Exercise:
Every line must be returned precisely as it is written.

Record list:
☆ ☆ ☆ ☆ ☆ ☆ ☆

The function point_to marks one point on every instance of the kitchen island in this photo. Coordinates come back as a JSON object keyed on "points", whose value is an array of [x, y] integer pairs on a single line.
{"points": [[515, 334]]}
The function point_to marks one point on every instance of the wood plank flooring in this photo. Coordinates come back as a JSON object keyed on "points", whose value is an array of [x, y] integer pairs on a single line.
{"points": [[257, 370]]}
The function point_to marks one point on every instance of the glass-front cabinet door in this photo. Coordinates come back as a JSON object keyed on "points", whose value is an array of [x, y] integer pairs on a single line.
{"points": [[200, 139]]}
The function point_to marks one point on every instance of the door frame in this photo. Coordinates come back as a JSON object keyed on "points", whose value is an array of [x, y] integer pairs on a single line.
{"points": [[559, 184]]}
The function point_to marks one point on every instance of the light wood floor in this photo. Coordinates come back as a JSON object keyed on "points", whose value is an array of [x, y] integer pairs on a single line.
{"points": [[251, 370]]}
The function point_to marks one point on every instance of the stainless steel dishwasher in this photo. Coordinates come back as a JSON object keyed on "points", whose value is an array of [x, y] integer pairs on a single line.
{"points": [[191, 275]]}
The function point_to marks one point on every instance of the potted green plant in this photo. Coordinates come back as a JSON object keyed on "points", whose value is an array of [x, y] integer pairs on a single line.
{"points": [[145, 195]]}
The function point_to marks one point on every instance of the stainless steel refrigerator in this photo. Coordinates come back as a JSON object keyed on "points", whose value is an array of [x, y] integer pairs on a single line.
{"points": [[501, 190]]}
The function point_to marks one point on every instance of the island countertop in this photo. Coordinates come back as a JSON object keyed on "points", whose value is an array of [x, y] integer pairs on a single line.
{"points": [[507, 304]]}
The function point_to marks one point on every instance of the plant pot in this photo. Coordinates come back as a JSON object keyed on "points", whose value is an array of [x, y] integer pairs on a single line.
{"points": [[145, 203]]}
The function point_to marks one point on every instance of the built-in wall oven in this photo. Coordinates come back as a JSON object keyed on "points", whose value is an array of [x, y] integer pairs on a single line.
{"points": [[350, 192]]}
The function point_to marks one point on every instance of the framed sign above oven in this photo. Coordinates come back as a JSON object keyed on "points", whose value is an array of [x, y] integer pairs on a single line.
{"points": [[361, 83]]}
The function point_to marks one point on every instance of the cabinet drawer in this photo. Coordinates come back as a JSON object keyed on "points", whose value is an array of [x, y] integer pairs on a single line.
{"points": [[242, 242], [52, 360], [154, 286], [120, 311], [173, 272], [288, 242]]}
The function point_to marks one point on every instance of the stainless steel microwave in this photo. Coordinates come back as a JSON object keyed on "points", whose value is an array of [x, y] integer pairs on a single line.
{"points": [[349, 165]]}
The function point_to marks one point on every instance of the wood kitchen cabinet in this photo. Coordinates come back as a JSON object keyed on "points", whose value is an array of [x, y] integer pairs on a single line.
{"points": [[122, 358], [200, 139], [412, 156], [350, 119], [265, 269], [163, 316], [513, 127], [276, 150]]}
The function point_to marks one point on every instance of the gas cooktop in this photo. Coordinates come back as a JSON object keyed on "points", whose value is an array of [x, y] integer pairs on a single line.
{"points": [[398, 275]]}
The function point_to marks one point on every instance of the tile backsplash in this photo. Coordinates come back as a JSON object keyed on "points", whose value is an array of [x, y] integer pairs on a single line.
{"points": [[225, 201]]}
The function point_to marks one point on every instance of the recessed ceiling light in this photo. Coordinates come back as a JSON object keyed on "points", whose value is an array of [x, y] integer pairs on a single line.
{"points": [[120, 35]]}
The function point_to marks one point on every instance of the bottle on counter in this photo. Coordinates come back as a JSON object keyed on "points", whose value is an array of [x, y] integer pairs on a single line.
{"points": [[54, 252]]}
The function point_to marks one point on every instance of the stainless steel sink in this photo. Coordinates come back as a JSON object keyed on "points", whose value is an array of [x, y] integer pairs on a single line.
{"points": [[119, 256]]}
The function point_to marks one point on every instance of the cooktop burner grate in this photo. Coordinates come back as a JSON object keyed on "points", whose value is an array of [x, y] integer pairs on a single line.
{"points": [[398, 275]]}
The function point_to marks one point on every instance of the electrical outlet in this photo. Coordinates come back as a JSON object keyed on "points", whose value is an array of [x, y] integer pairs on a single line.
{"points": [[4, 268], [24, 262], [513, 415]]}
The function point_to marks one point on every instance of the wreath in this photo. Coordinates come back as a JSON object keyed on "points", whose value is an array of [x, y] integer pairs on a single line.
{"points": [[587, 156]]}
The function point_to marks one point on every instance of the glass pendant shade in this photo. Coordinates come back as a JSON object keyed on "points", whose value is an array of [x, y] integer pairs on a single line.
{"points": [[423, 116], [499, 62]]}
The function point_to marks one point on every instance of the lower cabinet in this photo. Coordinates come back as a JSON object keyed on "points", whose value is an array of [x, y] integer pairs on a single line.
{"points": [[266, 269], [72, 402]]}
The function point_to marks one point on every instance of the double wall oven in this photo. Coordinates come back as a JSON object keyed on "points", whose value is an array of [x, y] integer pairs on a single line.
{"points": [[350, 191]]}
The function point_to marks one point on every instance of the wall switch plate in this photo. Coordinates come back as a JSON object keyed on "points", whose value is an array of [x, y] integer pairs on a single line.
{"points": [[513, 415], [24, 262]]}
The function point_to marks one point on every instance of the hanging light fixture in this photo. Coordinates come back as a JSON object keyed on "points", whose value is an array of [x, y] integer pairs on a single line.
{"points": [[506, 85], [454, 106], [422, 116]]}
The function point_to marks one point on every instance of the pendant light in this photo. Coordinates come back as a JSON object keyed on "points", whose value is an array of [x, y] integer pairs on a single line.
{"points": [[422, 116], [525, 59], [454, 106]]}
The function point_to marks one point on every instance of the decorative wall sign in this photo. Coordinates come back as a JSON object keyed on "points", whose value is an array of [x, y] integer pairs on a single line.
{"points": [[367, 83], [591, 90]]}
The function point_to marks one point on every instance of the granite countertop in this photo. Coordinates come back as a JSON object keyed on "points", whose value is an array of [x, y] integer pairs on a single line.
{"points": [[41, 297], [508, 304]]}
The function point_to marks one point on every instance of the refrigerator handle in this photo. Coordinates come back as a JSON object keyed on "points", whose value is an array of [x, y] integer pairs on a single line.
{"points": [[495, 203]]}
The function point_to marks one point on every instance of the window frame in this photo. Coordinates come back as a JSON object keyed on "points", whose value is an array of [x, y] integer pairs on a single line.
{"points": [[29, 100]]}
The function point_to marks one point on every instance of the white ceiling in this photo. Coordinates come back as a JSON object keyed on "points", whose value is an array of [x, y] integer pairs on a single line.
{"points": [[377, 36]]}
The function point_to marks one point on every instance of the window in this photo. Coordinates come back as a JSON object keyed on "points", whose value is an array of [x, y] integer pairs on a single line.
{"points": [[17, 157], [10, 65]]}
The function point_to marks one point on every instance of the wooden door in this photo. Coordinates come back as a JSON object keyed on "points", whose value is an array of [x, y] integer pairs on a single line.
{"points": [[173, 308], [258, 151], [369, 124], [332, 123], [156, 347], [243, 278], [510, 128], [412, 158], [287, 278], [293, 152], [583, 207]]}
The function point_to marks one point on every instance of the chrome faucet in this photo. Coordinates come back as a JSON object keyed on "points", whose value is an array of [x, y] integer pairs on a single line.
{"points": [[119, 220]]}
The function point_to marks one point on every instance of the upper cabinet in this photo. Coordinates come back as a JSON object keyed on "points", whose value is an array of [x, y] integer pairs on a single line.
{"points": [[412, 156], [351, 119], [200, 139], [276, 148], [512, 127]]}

☆ ☆ ☆ ☆ ☆ ☆ ☆

Result:
The function point_to marks one point on every instance of the kitchen island in this photo. Coordinates come back as a JSON object keyed on "points", whose value is an array of [x, y] integer pairs on a single line.
{"points": [[515, 334]]}
The function point_to marks one point on every instance of the wood plank flooring in this photo. Coordinates come back as a JSON object keyed on "points", whose value is an array of [x, y] integer pairs on a single line.
{"points": [[257, 370]]}
The function point_to marks one point on every instance of the glass-front cabinet door in this photo. Coordinates come back as a JSON object keyed on "points", whose value is an array of [x, y] integer pairs on a single line.
{"points": [[200, 139]]}
The function point_to marks one point on every instance of the door frame in this photo. Coordinates come back as a JSON object keyed on "points", whose value is an array of [x, y] integer pairs on a single line.
{"points": [[559, 184]]}
The function point_to marks one point on every instance of the light wood floor in this photo. Coordinates come back as a JSON object keyed on "points", whose value is an array of [x, y] integer pairs on a single line.
{"points": [[251, 370]]}
The function point_to marks one point on every instance of the stainless steel dishwasher in this photo. Coordinates come back as a JSON object keyed on "points", whose value is an array of [x, y] integer pairs on a single line.
{"points": [[191, 275]]}
The function point_to marks one point on every instance of the potted green plant in this photo. Coordinates come back as a JSON object keyed on "points", whose value is an array of [x, y] integer pairs on a single line.
{"points": [[145, 195]]}
The function point_to marks one point on every instance of the stainless steel refrigerator in this photo. Coordinates come back as a JSON object keyed on "points", whose value is an array of [x, y] integer pairs on a single line.
{"points": [[501, 190]]}
The function point_to marks one point on every instance of the island countertop in this photo. Coordinates come back as a JSON object keyed on "points", whose value is an array of [x, y] integer pairs on a single line.
{"points": [[507, 304]]}
The function point_to marks one point on every instance of the plant pot in this photo. Coordinates come back as a JSON object keyed on "points", whose value is an array of [x, y] integer pairs on a single line.
{"points": [[145, 203]]}
The function point_to marks one point on every instance of the built-in wall oven in this photo. Coordinates come back as a JSON object keyed on "points", whose value is an array of [x, y] integer pairs on a single line.
{"points": [[350, 192]]}
The function point_to marks one point on every instance of the framed sign above oven in this photo. Coordinates come back as a JSON object keyed on "points", whose value is an array of [x, y] integer pairs on a single line.
{"points": [[361, 83]]}
The function point_to marks one point on every instance of the cabinet drawer in this photo. Coordinates come back as a JSON object keyed on "points", whose value is an array of [x, y] integer pairs on a single line.
{"points": [[242, 242], [52, 360], [154, 286], [120, 311], [173, 272], [288, 242]]}
The function point_to marks one point on every instance of the stainless steel microwave in this photo. Coordinates come back as a JSON object keyed on "points", whose value is an array of [x, y] integer pairs on a single line.
{"points": [[349, 165]]}
The function point_to marks one point on every instance of the wood kitchen cabinet in this photo. Coordinates come back as a JSON object keyed on "points", whose value is an array of [x, y] integer pairs on a single line.
{"points": [[122, 358], [200, 139], [412, 156], [350, 119], [265, 269], [163, 316], [513, 127], [276, 150]]}
The function point_to marks one point on every instance of the gas cooktop in this photo. Coordinates come back as a JSON object keyed on "points", whose value is an array of [x, y] integer pairs on a single line.
{"points": [[398, 275]]}
The function point_to marks one point on every instance of the tile backsplash in this photo. Coordinates come back as a JSON object keyed on "points", whose value is an array of [x, y] integer pairs on a single line.
{"points": [[225, 201]]}
The function point_to marks one point on every instance of the recessed ceiling light in this photo. Coordinates come back as a JSON object keyed on "points", whose value is an array of [x, y] integer pairs on a single line.
{"points": [[120, 35]]}
The function point_to marks one point on every instance of the bottle on counter in this photo. Coordinates come back as a JSON object keyed on "points", whose value is an array of [x, y] integer pairs on a single line.
{"points": [[54, 252]]}
The function point_to marks one point on every instance of the stainless steel sink in this photo. Coordinates come back as a JSON object keyed on "points", whose value is an array of [x, y] integer pairs on a single line.
{"points": [[119, 256]]}
The function point_to marks one point on every instance of the cooktop burner grate in this photo. Coordinates come back as a JSON object keyed on "points", whose value is an array of [x, y] integer pairs on a single line.
{"points": [[398, 275]]}
The function point_to marks one point on every instance of the electrical outlet in this photo. Coordinates come back as a JSON object keyed on "points", whose value is an array of [x, y] integer pairs on a single line.
{"points": [[4, 268], [24, 262], [513, 415]]}
The function point_to marks one point on every instance of the wreath in this photo. Coordinates come back as a JSON object keyed on "points", whose value is an array of [x, y] integer pairs on a single line.
{"points": [[587, 156]]}
The function point_to marks one point on every instance of the glass pendant shade in this photo. Coordinates come back as a JSON object keyed on "points", whose value is an array of [x, y] integer pairs on a single line.
{"points": [[423, 116], [499, 62]]}
The function point_to marks one point on every instance of the lower cabinet in this photo. Coordinates come back as a JSON object keyed on "points", whose value is an array of [x, y] integer pairs on a single line.
{"points": [[266, 269], [72, 402]]}
The function point_to marks one point on every instance of the double wall oven in this photo. Coordinates come back as a JSON object keyed on "points", whose value is an array of [x, y] integer pairs on a single line.
{"points": [[350, 191]]}
The function point_to marks one point on every instance of the wall switch plate in this photo. Coordinates come back as a JSON object keyed on "points", whose value is an array of [x, y] integer pairs on a single line.
{"points": [[513, 415], [24, 262]]}
The function point_to marks one point on every instance of the hanging light fixture in this photo. Coordinates come back as a JSON object keyed on "points", whose value is an array of [x, y] integer pairs on a single line.
{"points": [[506, 85], [454, 106], [422, 116]]}
The function point_to marks one point on every instance of the pendant light in this photo. Coordinates come back as a JSON object keyed on "points", whose value is an array of [x, y] integer pairs on a single line.
{"points": [[422, 116], [525, 59], [454, 106]]}
The function point_to marks one point on every instance of the decorative wall sign in this photo. Coordinates come back as a JSON object keyed on "points", whose value is an array of [x, y] integer pairs on a single line.
{"points": [[367, 83], [591, 90]]}
The function point_to marks one point on every instance of the granite countertop in this photo. Coordinates come back as a JSON object keyed on "points", whose value is an array of [x, y] integer pairs on a single line.
{"points": [[41, 297], [508, 304]]}
The function point_to marks one point on every instance of the refrigerator handle in this photo. Coordinates come back as a JSON object keyed on "points", whose value is an array of [x, y] integer pairs on a single line.
{"points": [[495, 203]]}
The function point_to marks one point on every instance of the window frame in this photo. Coordinates come back as a JSON object keyed on "points", whose value is an array of [x, y] integer pairs on a single line.
{"points": [[29, 100]]}
The function point_to marks one point on every instance of the white ceiling in this photo. Coordinates come back as a JSON object keyed on "points", whose value is an array of [x, y] integer pairs on a single line.
{"points": [[377, 36]]}
The function point_to marks one point on every instance of the window in this photo. Coordinates come back as a JSON object keyed on "points", whose value is an array of [x, y] integer pairs on a single line.
{"points": [[17, 157], [10, 65]]}
The function point_to marks one point on every instance of the wooden door in this photo. Coordinates come back as a JSON object keyed on "points", whose value is an array of [x, y] integer pairs on a single line.
{"points": [[173, 308], [258, 151], [369, 124], [332, 123], [156, 347], [243, 278], [510, 128], [412, 158], [287, 278], [293, 152], [583, 207]]}
The function point_to marks one point on every instance of the chrome faucet in this photo. Coordinates come back as a JSON object keyed on "points", whose value is an array of [x, y] integer pairs on a single line.
{"points": [[119, 220]]}
The function point_to marks one point on every instance of the upper cabinet in this photo. Coordinates come back as a JSON object keyed on "points", whose value is an array of [x, y] integer pairs on a single line.
{"points": [[412, 156], [351, 119], [200, 139], [276, 148], [512, 127]]}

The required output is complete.